• _OBJECTIF_
Dans l'extrait sur l'annulation et la renonciation en assurance vie, quel délai le souscripteur doit-il respecter pour réclamer le montant des primes si l'assureur refuse de le rembourser ?

En définitive, il ne sera pas interdit au souscripteur de renoncer au contrat après y avoir
arbitré.
Par ailleurs, un souscripteur qui aura exercé sa faculté de renonciation devrait éviter de
procéder à des arbitrages ultérieurs, mais si c’est le cas, son ordre d’arbitrage devra couvrir
des actes purement conservatoires (afin qu’on ne l’analyse pas comme un acte d’exécution du
contrat invalidant la renonciation) et s’exprimer moyennant une réserve expresse du bénéfice
de la renonciation (dont il conservera la preuve par le formalisme de la lettre recommandée
avec accusé de réception, ou contre signature de l’assureur, pour plus de sécurité juridique). Si
toutefois l’assureur ne faisait pas droit à sa demande de remboursement, il devra respecter le
délai de prescription biennal pour réclamer le versement du montant des primes.
§ 2 – L’annulation du contrat sur les fondements de la théorie générale des obligations
A défaut de pouvoir renoncer au contrat selon les formes énoncées par le Code des assurances
(par exemple dans le cas d’un rachat total, ou encore si les huit ans impartis pour exercer cette
faculté sont écoulés), certains justiciables sont tentés d’engager une action en annulation du
contrat sur les fondements de la théorie générale des obligations. Par recours à la théorie de
l’erreur sur la substance (art. 1108 du Code civil), ils soutiennent que leur consentement a été
vicié au moment de la souscription ; la jurisprudence ne fait toutefois pas droit à ces
demandes149. En présence d’«une erreur de choix de placement, cette erreur ne peut en aucun
cas s’analyser en une erreur sur la substance de ce placement lui-même, laquelle était claire,
tout comme ne constitue pas une erreur sur la substance du contrat le fait qu’elle n’ait pas
perçu l’économie de celui-ci».
L’on a pu voir certains preneurs d’assurance crier à l’escroquerie et à l’abus de confiance : sans
donner foi à ces accusations pénales150, on peut avoir recours à la théorie du dol : c’est ce
qu’indique le même arrêt pour censurer la décision qui lui était soumise, faute pour la
juridiction de premier degré d’avoir examiné cette question. La jurisprudence devra toutefois
caractériser les manoeuvres dolosives. A ce titre, la Cour d’appel de Paris dans l’arrêté précité
du 20 décembre 2007151 donne un exemple de son raisonnement dans le considérant suivant :
« le dol, dont se plaint M. X…, n’est pas caractérisé du fait du non respect des dispositions
sus-visées de l’article L132-5-1 du Code des assurances dont la sanction est la restitution des
sommes versées et non l’annulation des contrats ni à l’encontre de l’assurance ni à l’encontre
de la banque, M. X… ayant disposé grâce aux conditions générales valant note d’information
et aux notices sur les unités de comptes envisagées intitulées “descriptif des supports à capital
variable disponibles” de toute l’information utile à un consentement éclairé avant de signer le
contrat d’assurance vie ». Le manquement aux obligations d’information formelles ne suffit
donc pas à caractériser l’existence d’un dol, qui devra être démontré par des éléments
complémentaires, ce qui est fort légitime eu égard à la lourdeur de sa sanction (l’annulation
pour vice de consentement).

Données stockées
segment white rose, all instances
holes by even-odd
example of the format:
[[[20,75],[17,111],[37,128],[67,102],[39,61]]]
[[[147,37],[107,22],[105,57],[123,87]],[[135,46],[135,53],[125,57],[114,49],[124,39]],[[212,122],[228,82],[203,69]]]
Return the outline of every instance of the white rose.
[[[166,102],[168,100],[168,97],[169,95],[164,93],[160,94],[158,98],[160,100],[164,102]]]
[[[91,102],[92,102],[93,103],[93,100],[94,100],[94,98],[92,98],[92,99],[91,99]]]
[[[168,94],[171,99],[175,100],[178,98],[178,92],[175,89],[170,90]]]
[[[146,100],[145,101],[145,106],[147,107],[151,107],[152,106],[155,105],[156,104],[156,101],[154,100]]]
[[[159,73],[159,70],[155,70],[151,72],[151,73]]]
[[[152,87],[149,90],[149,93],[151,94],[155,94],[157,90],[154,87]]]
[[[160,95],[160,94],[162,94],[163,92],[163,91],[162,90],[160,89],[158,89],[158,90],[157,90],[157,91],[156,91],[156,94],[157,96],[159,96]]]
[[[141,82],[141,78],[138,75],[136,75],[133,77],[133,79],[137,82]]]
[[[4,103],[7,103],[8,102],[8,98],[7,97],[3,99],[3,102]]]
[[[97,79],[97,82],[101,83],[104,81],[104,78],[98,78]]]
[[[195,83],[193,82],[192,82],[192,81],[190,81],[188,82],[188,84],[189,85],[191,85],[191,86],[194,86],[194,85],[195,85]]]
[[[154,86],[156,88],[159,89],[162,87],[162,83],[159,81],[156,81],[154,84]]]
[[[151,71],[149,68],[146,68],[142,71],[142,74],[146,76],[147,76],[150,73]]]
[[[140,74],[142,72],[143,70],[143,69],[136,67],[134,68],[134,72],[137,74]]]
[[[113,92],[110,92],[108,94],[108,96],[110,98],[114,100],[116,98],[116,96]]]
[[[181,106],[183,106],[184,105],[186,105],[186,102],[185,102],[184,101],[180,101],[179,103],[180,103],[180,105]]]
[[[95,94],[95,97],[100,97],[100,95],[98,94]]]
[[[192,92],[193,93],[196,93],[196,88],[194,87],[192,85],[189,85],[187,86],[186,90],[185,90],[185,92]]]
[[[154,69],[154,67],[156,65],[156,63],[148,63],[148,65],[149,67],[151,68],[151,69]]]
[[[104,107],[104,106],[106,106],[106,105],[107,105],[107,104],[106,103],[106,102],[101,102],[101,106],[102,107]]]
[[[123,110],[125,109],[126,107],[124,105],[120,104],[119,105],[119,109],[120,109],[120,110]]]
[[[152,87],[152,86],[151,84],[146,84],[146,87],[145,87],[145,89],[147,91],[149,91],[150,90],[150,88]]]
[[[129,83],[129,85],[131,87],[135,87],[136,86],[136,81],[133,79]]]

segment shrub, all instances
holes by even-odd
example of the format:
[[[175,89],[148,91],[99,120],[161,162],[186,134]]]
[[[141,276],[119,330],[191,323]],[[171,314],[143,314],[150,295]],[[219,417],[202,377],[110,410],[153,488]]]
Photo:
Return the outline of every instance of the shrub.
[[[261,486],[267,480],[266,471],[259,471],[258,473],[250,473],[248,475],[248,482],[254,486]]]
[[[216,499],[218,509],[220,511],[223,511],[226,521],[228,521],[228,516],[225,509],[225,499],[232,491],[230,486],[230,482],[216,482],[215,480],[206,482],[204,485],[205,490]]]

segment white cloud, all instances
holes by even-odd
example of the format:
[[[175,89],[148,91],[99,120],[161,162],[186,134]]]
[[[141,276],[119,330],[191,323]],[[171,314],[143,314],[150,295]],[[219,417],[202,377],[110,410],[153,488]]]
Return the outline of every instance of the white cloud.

• _RÉSULTAT ATTENDU_
Le délai de prescription biennal.